Requirements ▸ Please write out every row below word for word, leaving out the pictures.
** START OF Exercise input **
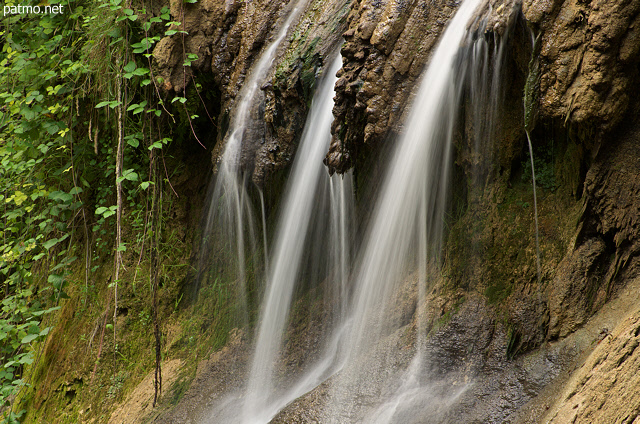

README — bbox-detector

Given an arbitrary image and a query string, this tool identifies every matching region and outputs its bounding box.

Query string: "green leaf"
[20,334,38,344]
[122,60,136,72]
[42,239,59,250]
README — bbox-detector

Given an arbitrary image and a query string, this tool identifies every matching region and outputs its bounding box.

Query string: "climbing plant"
[0,0,205,422]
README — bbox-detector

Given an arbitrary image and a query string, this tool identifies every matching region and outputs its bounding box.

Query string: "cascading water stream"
[243,56,342,424]
[325,0,516,423]
[205,55,353,424]
[348,0,482,368]
[197,0,308,326]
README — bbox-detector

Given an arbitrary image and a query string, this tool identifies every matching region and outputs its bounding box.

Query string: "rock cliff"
[154,0,640,423]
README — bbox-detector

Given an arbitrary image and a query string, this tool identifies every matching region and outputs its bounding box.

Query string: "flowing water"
[207,0,524,424]
[323,0,508,423]
[197,0,307,326]
[207,51,353,424]
[244,56,350,423]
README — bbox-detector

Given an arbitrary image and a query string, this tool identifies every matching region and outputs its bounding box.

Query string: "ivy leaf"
[20,334,39,344]
[123,60,136,72]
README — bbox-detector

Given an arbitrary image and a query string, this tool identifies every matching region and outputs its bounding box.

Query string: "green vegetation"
[0,0,220,423]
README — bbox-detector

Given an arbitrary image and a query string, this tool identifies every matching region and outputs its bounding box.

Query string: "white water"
[342,0,482,362]
[328,0,483,423]
[243,56,342,423]
[198,0,308,326]
[206,51,353,424]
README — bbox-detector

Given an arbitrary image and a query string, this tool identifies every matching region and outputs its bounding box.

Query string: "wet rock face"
[153,0,286,101]
[522,0,640,131]
[325,0,455,173]
[253,0,354,186]
[544,304,640,424]
[325,0,516,173]
[153,0,353,186]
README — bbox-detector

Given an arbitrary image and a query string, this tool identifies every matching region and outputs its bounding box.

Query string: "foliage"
[0,0,208,422]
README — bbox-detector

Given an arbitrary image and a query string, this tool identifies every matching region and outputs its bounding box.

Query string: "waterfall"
[206,51,353,424]
[244,55,342,423]
[323,0,484,423]
[196,0,307,326]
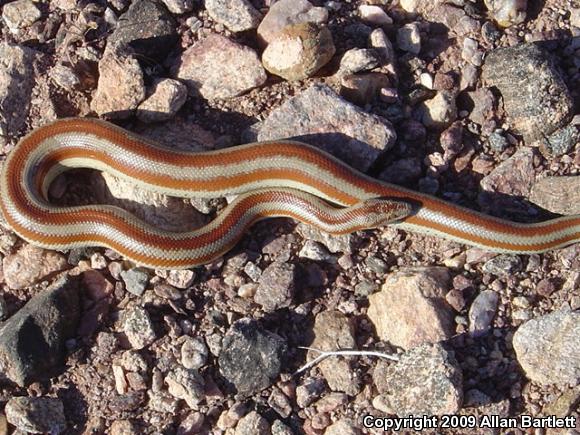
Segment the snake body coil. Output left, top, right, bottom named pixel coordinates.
left=0, top=119, right=580, bottom=269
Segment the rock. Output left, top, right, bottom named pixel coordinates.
left=107, top=0, right=179, bottom=62
left=172, top=34, right=266, bottom=100
left=2, top=0, right=42, bottom=33
left=483, top=43, right=574, bottom=144
left=296, top=223, right=352, bottom=253
left=459, top=65, right=479, bottom=91
left=379, top=157, right=422, bottom=185
left=469, top=290, right=499, bottom=337
left=167, top=269, right=195, bottom=289
left=358, top=5, right=393, bottom=26
left=296, top=378, right=325, bottom=408
left=205, top=0, right=262, bottom=32
left=121, top=267, right=149, bottom=296
left=529, top=176, right=580, bottom=215
left=262, top=23, right=336, bottom=81
left=254, top=262, right=298, bottom=312
left=367, top=267, right=453, bottom=349
left=95, top=170, right=206, bottom=233
left=137, top=79, right=187, bottom=123
left=542, top=385, right=580, bottom=418
left=513, top=311, right=580, bottom=385
left=234, top=411, right=271, bottom=435
left=369, top=29, right=395, bottom=65
left=461, top=38, right=485, bottom=66
left=257, top=85, right=396, bottom=173
left=487, top=131, right=509, bottom=153
left=162, top=0, right=193, bottom=15
left=0, top=42, right=37, bottom=136
left=336, top=48, right=380, bottom=77
left=110, top=420, right=139, bottom=435
left=539, top=125, right=580, bottom=156
left=308, top=311, right=360, bottom=396
left=298, top=240, right=333, bottom=261
left=439, top=121, right=463, bottom=162
left=324, top=418, right=362, bottom=435
left=268, top=387, right=292, bottom=418
left=218, top=319, right=286, bottom=395
left=271, top=420, right=294, bottom=435
left=340, top=72, right=391, bottom=106
left=177, top=412, right=205, bottom=435
left=181, top=337, right=209, bottom=369
left=422, top=91, right=457, bottom=128
left=258, top=0, right=328, bottom=45
left=397, top=23, right=421, bottom=54
left=2, top=245, right=68, bottom=290
left=0, top=277, right=80, bottom=387
left=478, top=148, right=536, bottom=210
left=91, top=50, right=145, bottom=119
left=4, top=397, right=66, bottom=435
left=484, top=0, right=528, bottom=27
left=467, top=88, right=496, bottom=126
left=382, top=344, right=463, bottom=417
left=123, top=307, right=157, bottom=349
left=483, top=254, right=522, bottom=276
left=165, top=366, right=205, bottom=409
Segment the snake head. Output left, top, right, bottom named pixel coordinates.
left=360, top=198, right=414, bottom=229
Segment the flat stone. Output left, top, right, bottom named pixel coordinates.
left=107, top=0, right=179, bottom=61
left=165, top=366, right=205, bottom=409
left=482, top=43, right=574, bottom=144
left=4, top=397, right=66, bottom=435
left=309, top=310, right=360, bottom=396
left=172, top=34, right=266, bottom=99
left=367, top=267, right=453, bottom=349
left=258, top=0, right=328, bottom=45
left=382, top=344, right=463, bottom=417
left=218, top=319, right=287, bottom=395
left=91, top=50, right=146, bottom=119
left=123, top=307, right=157, bottom=349
left=484, top=0, right=528, bottom=27
left=2, top=0, right=42, bottom=33
left=254, top=262, right=298, bottom=312
left=2, top=245, right=68, bottom=289
left=530, top=176, right=580, bottom=215
left=469, top=290, right=499, bottom=337
left=137, top=79, right=187, bottom=122
left=205, top=0, right=262, bottom=32
left=234, top=411, right=270, bottom=435
left=257, top=85, right=396, bottom=171
left=0, top=42, right=38, bottom=136
left=121, top=267, right=149, bottom=296
left=262, top=23, right=336, bottom=81
left=513, top=311, right=580, bottom=385
left=0, top=277, right=80, bottom=387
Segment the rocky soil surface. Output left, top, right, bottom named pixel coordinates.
left=0, top=0, right=580, bottom=435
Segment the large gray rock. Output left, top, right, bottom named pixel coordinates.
left=0, top=277, right=80, bottom=386
left=108, top=0, right=179, bottom=61
left=382, top=344, right=463, bottom=417
left=482, top=43, right=574, bottom=143
left=218, top=319, right=287, bottom=394
left=256, top=85, right=397, bottom=171
left=513, top=311, right=580, bottom=385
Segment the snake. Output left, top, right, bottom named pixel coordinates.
left=0, top=118, right=580, bottom=269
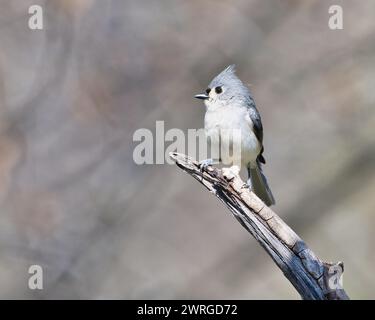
** END OF Exercise input **
Response ▸
README — bbox-detector

Given an arbitrary image and a query string, this tool identifies every matching region and outputs its bounding box.

Query string: "green leaf"
[20,334,38,344]
[122,60,136,72]
[42,239,59,250]
README — bbox-detector

Given an arbitrary image and a query string, this tool identifies every matching region and outputs its bounding box.

Query string: "climbing plant"
[0,0,205,422]
README — bbox-detector

Given an arbitrary image and a query string, this tool identifies every matching region and outputs its bounding box.

Query string: "cascading water stream"
[243,56,342,424]
[325,0,516,423]
[205,55,353,424]
[348,0,482,368]
[197,0,308,326]
README — bbox-detector

Given an arbitrary image and a query string, this tool identifies every matching region and outputs its bounding box.

Query string: "rock cliff"
[154,0,640,423]
README — bbox-detector

Given an arbitrary image and a query string, this tool identifies every matching region and outputs its bounding box.

Query string: "flowing water"
[207,0,524,424]
[323,0,508,423]
[197,0,307,326]
[207,51,353,424]
[244,56,350,423]
README — bbox-detector

Given an arbitrary image and a query string, this tool identifies every matching region and outputs its bounding box.

Query string: "ivy leaf"
[20,334,39,344]
[123,60,136,72]
README — bbox-detector

Given an arbitrary image and a query string, this tool identifies every matching region and outputs its bounding box.

Query string: "green vegetation"
[0,0,220,423]
README — bbox-detector

Given an arbitrary image and a query string, this tool identifies every matching region and outputs its bounding box.

Query string: "white water"
[342,0,482,362]
[328,0,483,423]
[243,56,342,423]
[198,0,308,326]
[206,51,353,424]
README — bbox-detector

Given an arbitrary image and a query string, this tool identifies every matching region and outputs its bounding box.

Query string: "wet rock face"
[153,0,286,101]
[522,0,640,131]
[325,0,455,173]
[253,0,354,186]
[544,304,640,424]
[325,0,516,173]
[153,0,353,186]
README — bbox-detector

Given an arbitrary image and a query string, this tool identifies every matching region and outputs its bounding box.

Query string: "foliage"
[0,0,208,422]
README — bbox-detector

Given an arbitrary image and a query string, this tool identifies every matching region and outputs its bounding box.

Query string: "waterfall"
[206,51,353,424]
[244,55,342,423]
[323,0,484,423]
[196,0,307,326]
Segment the snake body coil. Output left, top, right, bottom named pixel coordinates.
left=0, top=119, right=580, bottom=269
Segment the rock. Output left, top, right, bottom named pixel coordinates.
left=107, top=0, right=179, bottom=62
left=172, top=34, right=266, bottom=100
left=2, top=0, right=42, bottom=33
left=483, top=43, right=574, bottom=144
left=296, top=223, right=352, bottom=253
left=459, top=65, right=479, bottom=91
left=379, top=157, right=422, bottom=185
left=469, top=290, right=499, bottom=337
left=167, top=269, right=195, bottom=289
left=358, top=5, right=393, bottom=26
left=296, top=378, right=325, bottom=408
left=205, top=0, right=262, bottom=32
left=121, top=267, right=149, bottom=296
left=529, top=176, right=580, bottom=215
left=262, top=23, right=336, bottom=81
left=254, top=262, right=298, bottom=312
left=367, top=267, right=453, bottom=349
left=95, top=170, right=206, bottom=233
left=137, top=79, right=187, bottom=123
left=542, top=385, right=580, bottom=418
left=513, top=311, right=580, bottom=385
left=234, top=411, right=271, bottom=435
left=369, top=29, right=395, bottom=65
left=461, top=38, right=485, bottom=66
left=257, top=85, right=396, bottom=173
left=487, top=131, right=509, bottom=153
left=162, top=0, right=193, bottom=15
left=0, top=42, right=37, bottom=136
left=336, top=48, right=380, bottom=77
left=110, top=420, right=139, bottom=435
left=539, top=125, right=580, bottom=156
left=308, top=311, right=360, bottom=396
left=298, top=240, right=333, bottom=261
left=439, top=121, right=463, bottom=162
left=324, top=418, right=362, bottom=435
left=268, top=387, right=292, bottom=418
left=218, top=319, right=286, bottom=395
left=271, top=420, right=294, bottom=435
left=340, top=72, right=391, bottom=106
left=177, top=412, right=205, bottom=435
left=181, top=337, right=209, bottom=369
left=422, top=91, right=457, bottom=128
left=258, top=0, right=328, bottom=45
left=397, top=23, right=421, bottom=54
left=2, top=245, right=68, bottom=290
left=0, top=277, right=80, bottom=387
left=478, top=148, right=536, bottom=210
left=91, top=50, right=145, bottom=119
left=4, top=397, right=66, bottom=435
left=484, top=0, right=528, bottom=27
left=467, top=88, right=496, bottom=126
left=382, top=344, right=463, bottom=417
left=123, top=307, right=157, bottom=349
left=483, top=254, right=522, bottom=276
left=165, top=366, right=205, bottom=409
Segment the snake head. Output left, top, right, bottom named pixel coordinates.
left=360, top=198, right=414, bottom=229
Segment the flat stone. Output left, top, right, bottom named pixel coordinates.
left=107, top=0, right=179, bottom=61
left=165, top=366, right=205, bottom=409
left=482, top=43, right=574, bottom=144
left=4, top=397, right=66, bottom=435
left=309, top=310, right=360, bottom=396
left=172, top=34, right=266, bottom=99
left=367, top=267, right=453, bottom=349
left=258, top=0, right=328, bottom=45
left=382, top=344, right=463, bottom=417
left=218, top=319, right=287, bottom=395
left=91, top=50, right=146, bottom=119
left=123, top=307, right=157, bottom=349
left=484, top=0, right=528, bottom=27
left=2, top=0, right=42, bottom=33
left=254, top=262, right=298, bottom=312
left=2, top=245, right=68, bottom=289
left=530, top=176, right=580, bottom=215
left=469, top=290, right=499, bottom=337
left=137, top=79, right=187, bottom=122
left=205, top=0, right=262, bottom=32
left=234, top=411, right=270, bottom=435
left=257, top=85, right=396, bottom=171
left=0, top=42, right=38, bottom=136
left=121, top=267, right=149, bottom=296
left=262, top=23, right=336, bottom=81
left=513, top=311, right=580, bottom=385
left=0, top=277, right=80, bottom=387
Segment the rocky soil surface. Output left, top, right, bottom named pixel coordinates.
left=0, top=0, right=580, bottom=435
Segment the large gray rock. Output left, top, right, bottom named pixel coordinates.
left=0, top=277, right=80, bottom=386
left=108, top=0, right=179, bottom=61
left=382, top=344, right=463, bottom=417
left=482, top=43, right=574, bottom=143
left=218, top=319, right=287, bottom=394
left=256, top=85, right=397, bottom=171
left=513, top=311, right=580, bottom=385
Segment the snake. Output left, top, right, bottom named pixel coordinates.
left=0, top=118, right=580, bottom=269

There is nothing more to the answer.